● Point labeling examples:
━━━━━━━━

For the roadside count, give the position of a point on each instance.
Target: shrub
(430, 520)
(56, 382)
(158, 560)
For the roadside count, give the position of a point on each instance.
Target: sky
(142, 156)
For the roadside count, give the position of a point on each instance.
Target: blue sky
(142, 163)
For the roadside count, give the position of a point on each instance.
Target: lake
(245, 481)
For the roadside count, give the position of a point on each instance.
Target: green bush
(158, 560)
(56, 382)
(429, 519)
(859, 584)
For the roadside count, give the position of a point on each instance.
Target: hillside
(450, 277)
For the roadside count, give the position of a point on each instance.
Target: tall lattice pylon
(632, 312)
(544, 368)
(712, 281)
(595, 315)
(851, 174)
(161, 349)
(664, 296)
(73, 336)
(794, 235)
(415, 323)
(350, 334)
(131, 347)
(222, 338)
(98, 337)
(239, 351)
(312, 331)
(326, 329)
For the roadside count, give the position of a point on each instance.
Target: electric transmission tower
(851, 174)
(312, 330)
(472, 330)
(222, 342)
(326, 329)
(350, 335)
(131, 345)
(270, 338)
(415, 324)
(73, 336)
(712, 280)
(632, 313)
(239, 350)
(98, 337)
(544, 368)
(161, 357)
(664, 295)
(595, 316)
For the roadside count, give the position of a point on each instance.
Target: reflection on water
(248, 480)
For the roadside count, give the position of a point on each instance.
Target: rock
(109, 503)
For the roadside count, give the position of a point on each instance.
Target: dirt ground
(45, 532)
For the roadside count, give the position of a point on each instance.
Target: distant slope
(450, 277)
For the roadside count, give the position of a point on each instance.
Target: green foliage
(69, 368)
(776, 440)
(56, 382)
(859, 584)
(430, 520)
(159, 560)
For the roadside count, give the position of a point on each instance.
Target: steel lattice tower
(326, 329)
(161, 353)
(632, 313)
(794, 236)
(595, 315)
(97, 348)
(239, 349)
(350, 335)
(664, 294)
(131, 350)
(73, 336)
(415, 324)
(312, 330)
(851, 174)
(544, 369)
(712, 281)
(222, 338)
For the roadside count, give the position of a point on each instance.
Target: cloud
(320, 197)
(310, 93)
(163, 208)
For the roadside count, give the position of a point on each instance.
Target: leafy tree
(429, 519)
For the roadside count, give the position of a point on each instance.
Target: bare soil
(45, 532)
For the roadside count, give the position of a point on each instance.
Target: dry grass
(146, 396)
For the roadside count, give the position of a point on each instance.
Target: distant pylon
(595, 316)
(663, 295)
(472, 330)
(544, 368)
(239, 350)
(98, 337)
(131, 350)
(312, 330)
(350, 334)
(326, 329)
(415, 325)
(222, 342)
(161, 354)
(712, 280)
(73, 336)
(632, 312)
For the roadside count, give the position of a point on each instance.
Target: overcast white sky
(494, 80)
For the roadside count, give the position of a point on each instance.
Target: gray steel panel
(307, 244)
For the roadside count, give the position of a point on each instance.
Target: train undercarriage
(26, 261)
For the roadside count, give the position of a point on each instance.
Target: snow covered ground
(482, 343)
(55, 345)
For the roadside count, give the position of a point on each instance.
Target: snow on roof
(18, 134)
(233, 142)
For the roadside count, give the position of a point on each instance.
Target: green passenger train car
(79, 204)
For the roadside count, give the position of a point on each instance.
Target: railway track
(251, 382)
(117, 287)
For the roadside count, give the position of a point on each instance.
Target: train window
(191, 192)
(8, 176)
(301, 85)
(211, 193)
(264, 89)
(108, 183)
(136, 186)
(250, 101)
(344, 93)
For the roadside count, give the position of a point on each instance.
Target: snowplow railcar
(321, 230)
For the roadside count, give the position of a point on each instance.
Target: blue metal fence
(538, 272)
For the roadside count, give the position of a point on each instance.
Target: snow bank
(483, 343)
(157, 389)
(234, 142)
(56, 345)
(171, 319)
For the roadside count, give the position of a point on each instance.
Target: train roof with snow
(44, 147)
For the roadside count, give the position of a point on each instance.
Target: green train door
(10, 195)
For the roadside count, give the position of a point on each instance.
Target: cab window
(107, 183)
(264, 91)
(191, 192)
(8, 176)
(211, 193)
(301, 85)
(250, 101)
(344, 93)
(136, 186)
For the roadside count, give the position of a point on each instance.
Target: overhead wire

━━━━━━━━

● TO DO: Copy the records above exactly.

● RIGHT ANSWER:
For the roadside count, give the position of a point on each instance.
Target: shrub
(430, 520)
(56, 382)
(158, 560)
For the roadside count, give the position of a point on each instance.
Target: sky
(142, 156)
For the roadside count, give the position of a point on each instance.
Target: blue sky
(142, 163)
For the roadside count, give the position of a point on each instance.
Target: lake
(245, 481)
For the roadside count, give the position of a point on each instance.
Target: green bush
(158, 560)
(56, 382)
(429, 519)
(859, 584)
For the roadside count, give the position of a point on each instance.
Target: hillside
(450, 277)
For the roadside count, give the position of a point on each instance.
Target: tall lattice pylon
(632, 312)
(544, 368)
(712, 281)
(595, 315)
(851, 174)
(161, 349)
(664, 296)
(73, 336)
(794, 235)
(415, 323)
(350, 334)
(131, 347)
(222, 338)
(98, 337)
(239, 351)
(312, 331)
(326, 329)
For the roadside count, give the position of a point on each instance.
Target: electric transmission tower
(851, 174)
(312, 330)
(472, 330)
(222, 342)
(326, 329)
(350, 335)
(131, 345)
(270, 338)
(415, 324)
(73, 336)
(712, 280)
(632, 313)
(239, 350)
(98, 337)
(544, 368)
(161, 357)
(664, 295)
(595, 316)
For the roadside count, give the position of a point on each instance.
Target: reflection on water
(248, 480)
For the roadside count, give the position of a point on each instance.
Target: rock
(109, 503)
For the roadside count, give the position of a point on each instance.
Target: dirt ground
(45, 532)
For the roadside count, give the position of a point on each instance.
Target: distant slope
(450, 277)
For the roadside count, give the position of a point on each instance.
Target: green foliage
(69, 368)
(776, 440)
(56, 382)
(859, 584)
(430, 520)
(159, 560)
For the roadside count, give the position of a point on each instance.
Target: steel lattice tower
(326, 329)
(161, 353)
(632, 313)
(794, 236)
(595, 315)
(97, 348)
(239, 349)
(350, 335)
(664, 294)
(131, 350)
(73, 336)
(415, 324)
(312, 330)
(851, 174)
(544, 369)
(712, 281)
(222, 338)
For the roadside count, give the position of a point on each instance.
Target: cloud
(320, 197)
(310, 93)
(163, 208)
For the roadside count, give the position of a point on each instance.
Target: leafy tree
(429, 519)
For the roadside count, give the position of a point on each instance.
Target: bare soil
(45, 532)
For the roadside count, give the position of a point on each instance.
Target: dry grass
(146, 396)
For the roadside count, give the position of a point on each instance.
Target: distant pylon
(595, 316)
(663, 295)
(472, 330)
(544, 368)
(239, 350)
(98, 337)
(131, 350)
(312, 330)
(350, 334)
(326, 329)
(415, 325)
(222, 342)
(161, 354)
(712, 280)
(73, 336)
(632, 312)
For the roadside count, give the position of a point on each instance.
Target: overcast white sky
(494, 80)
For the roadside count, give the position of a point on each instance.
Target: gray steel panel
(307, 244)
For the roadside count, give the position of a point on each instance.
Target: train undercarriage
(26, 261)
For the roadside count, give the position of a point on each instance.
Target: snow covered ground
(482, 343)
(55, 345)
For the roadside count, give the position of a point on each instance.
Target: snow on roof
(18, 134)
(233, 142)
For the roadside count, give the position of a point on each instance.
Target: green passenger train car
(79, 204)
For the roadside count, give the position of a point on each instance.
Target: railway track
(251, 382)
(117, 287)
For the roadside count, give the position of a point on each instance.
Target: train window
(191, 192)
(8, 176)
(301, 85)
(211, 193)
(264, 89)
(108, 183)
(136, 186)
(250, 101)
(344, 93)
For the roadside count, give the position of a point on each instance.
Target: snowplow railcar
(321, 230)
For the roadside count, give the position of a point on each instance.
Target: blue metal fence
(538, 272)
For the roadside count, give the position of a point on each instance.
Target: snow bank
(483, 343)
(157, 389)
(234, 142)
(56, 345)
(171, 319)
For the roadside count, give the position of a point on each instance.
Target: train roof with snow
(44, 147)
For the roadside count, give the position of a point on each instance.
Target: green train door
(10, 195)
For the roadside count, give the position of a point on each instance.
Target: cab window
(107, 183)
(264, 91)
(191, 192)
(8, 176)
(211, 193)
(301, 85)
(250, 101)
(344, 93)
(136, 186)
For the roadside count, give the position of a point on each instance.
Target: overhead wire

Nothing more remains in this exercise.